Im Warentausch verliert sich der Wert der Waren aus der Hand des Verkäufers, indem er in die Hand des Käufers vserschwindet und dort verzehrt wird, also letztlich untergeht, selbst wenn er noch mehrere Händewechsel durchläuft. Hierdurch ist eine erneute Produktion schon zum Werterhalt des Geldes nötig, schon alleine um das Geld in seiner doppelten Funktion als Zahlungsmittel und Kaufmittel zu erhalten. Es wird dadurch zum Subjekt des Marktes, dass alle Käufe von seinem Wert abhängig sind und alle Verkäufe hierzu relativ nur in die Funktion des Geldes als Zahlungsmittel eingehen. Als Subjekt des Marktes kann Geld einen Wert festhalten, an dem sich die Zahlungsmittel ausrichten müssen und daher auch einen Gebrauchswert der Arbeit zur Arbeitskraft bestimmen, die in seinem Nutzen steht und neben ihrem Wert als Lohn zugleich Mehrwert als unbezahlte Arbeit liefern muss.

Verfügbare Daten:
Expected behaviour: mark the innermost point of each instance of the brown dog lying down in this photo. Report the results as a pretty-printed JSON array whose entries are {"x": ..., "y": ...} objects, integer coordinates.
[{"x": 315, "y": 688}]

Übungsaufgaben:
- A) Beantworten Sie anhand des Auszugs über den Warentausch jeweils knapp:
(i) Was geschieht mit dem Wert der Waren in der Hand des Käufers?
(ii) In welcher doppelten Funktion soll das Geld erhalten bleiben?
(iii) Was muss die Arbeitskraft neben ihrem Wert als Lohn zugleich liefern?
- B) Führen Sie den Auszug über den Warentausch im Anschluss an seinen letzten Satz weiter.

Erwartete Ergebnisse:
- A)
(i) Er wird dort verzehrt und geht also letztlich unter.
(ii) Als Zahlungsmittel und als Kaufmittel.
(iii) Mehrwert als unbezahlte Arbeit.

- B)
In der Geldform entsteht Kapital durch diesen Gebrauch der produktiven Arbeit und verwirklicht seine eigenständige Bestimmung des Geldes dadurch, dass es sich nicht nur als Wertmaß, sondern zugleich alsMaßstab der Preise verwirklicht und letztres seine allgemeinste Bestimmung wird: Der Geldwert als Form des gesellschaflichen Reichtums verliert sich aus der Hand des Verkäufers von Gebrauchswerten als Wertmaß, um in der Hand des Käufers als Maßstab der Preise, als Wert des Tauschwerts zu herrschen: als Kapital. Durch den Verkauf entsteht Besitzlosigkeit, durch den Kauf Besitz. Der Gebrauchswert existiert im allgemeinen Medium der Tauschwerte alleine durch diese Form und wird im Tauschmittel Geld zu Kapital und damit als Inhalt des gesellschaftichen Reichtums ohnmächtig gegen seine Warenform, gerade weil dieser Inhalt nur durch Geld, also durch seine Formbestimmung gesellschaftlich bewährt, den Reichtum nur in der Geldform verwirklichen kann.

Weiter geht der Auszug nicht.